EXERCISE INSTRUCTIONS: Arrange all the items below as a Markdown table with a Row column for the row number and a Line column for the text, skipping any blank lines. Don't include the pictures.

Data entries:
## start

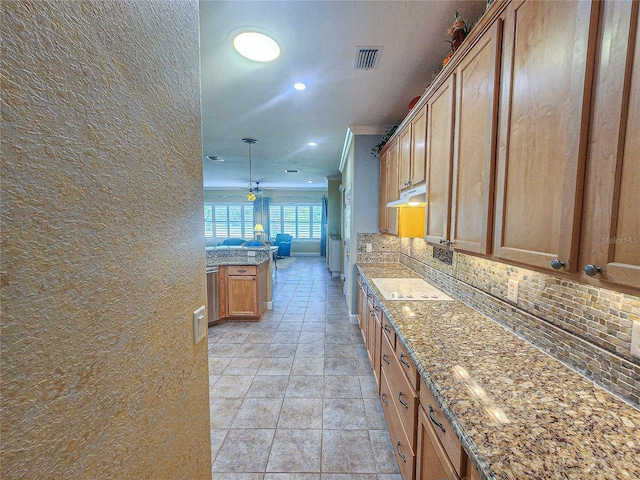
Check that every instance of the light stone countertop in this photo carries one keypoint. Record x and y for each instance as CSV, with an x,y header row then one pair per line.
x,y
237,255
560,425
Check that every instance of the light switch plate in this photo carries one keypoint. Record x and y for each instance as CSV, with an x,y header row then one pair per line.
x,y
199,325
635,339
512,291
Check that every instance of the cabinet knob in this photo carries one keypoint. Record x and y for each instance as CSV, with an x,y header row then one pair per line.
x,y
592,270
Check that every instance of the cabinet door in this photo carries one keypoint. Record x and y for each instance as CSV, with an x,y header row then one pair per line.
x,y
547,56
418,147
393,192
611,223
404,158
439,158
433,463
383,211
474,144
243,296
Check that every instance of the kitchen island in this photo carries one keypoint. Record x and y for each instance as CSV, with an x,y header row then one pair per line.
x,y
244,286
517,412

## end

FULL RESPONSE:
| Row | Line |
|---|---|
| 1 | Check that every instance of the light stone countertop in this photo carries one keypoint. Record x and y for each instance as CSV, with an x,y header row then one pair per line. |
| 2 | x,y |
| 3 | 237,255 |
| 4 | 560,425 |
| 5 | Check that every instance of the light switch plate in this photo carries one keypoint. Record x and y for each instance as CSV, with an x,y header row then one pair per line. |
| 6 | x,y |
| 7 | 199,325 |
| 8 | 635,339 |
| 9 | 512,291 |
| 10 | Check that every instance of the cabinet knob in this photo carries one keypoint. Record x and y for each instance as CSV, with an x,y header row then one pair per line. |
| 11 | x,y |
| 12 | 592,270 |
| 13 | Check that every instance of the cabinet door in this photo carries one keypoint. Record x and y for each instance as CSV, with an x,y header row then one pair per line. |
| 14 | x,y |
| 15 | 547,56 |
| 16 | 418,147 |
| 17 | 393,192 |
| 18 | 611,223 |
| 19 | 404,158 |
| 20 | 439,158 |
| 21 | 433,463 |
| 22 | 383,211 |
| 23 | 474,144 |
| 24 | 243,296 |
| 25 | Check that every instance of the kitchen island in this photo carries one keypoint. Record x and y for each instance as CSV, with an x,y header row then one pair per line. |
| 26 | x,y |
| 27 | 244,286 |
| 28 | 517,412 |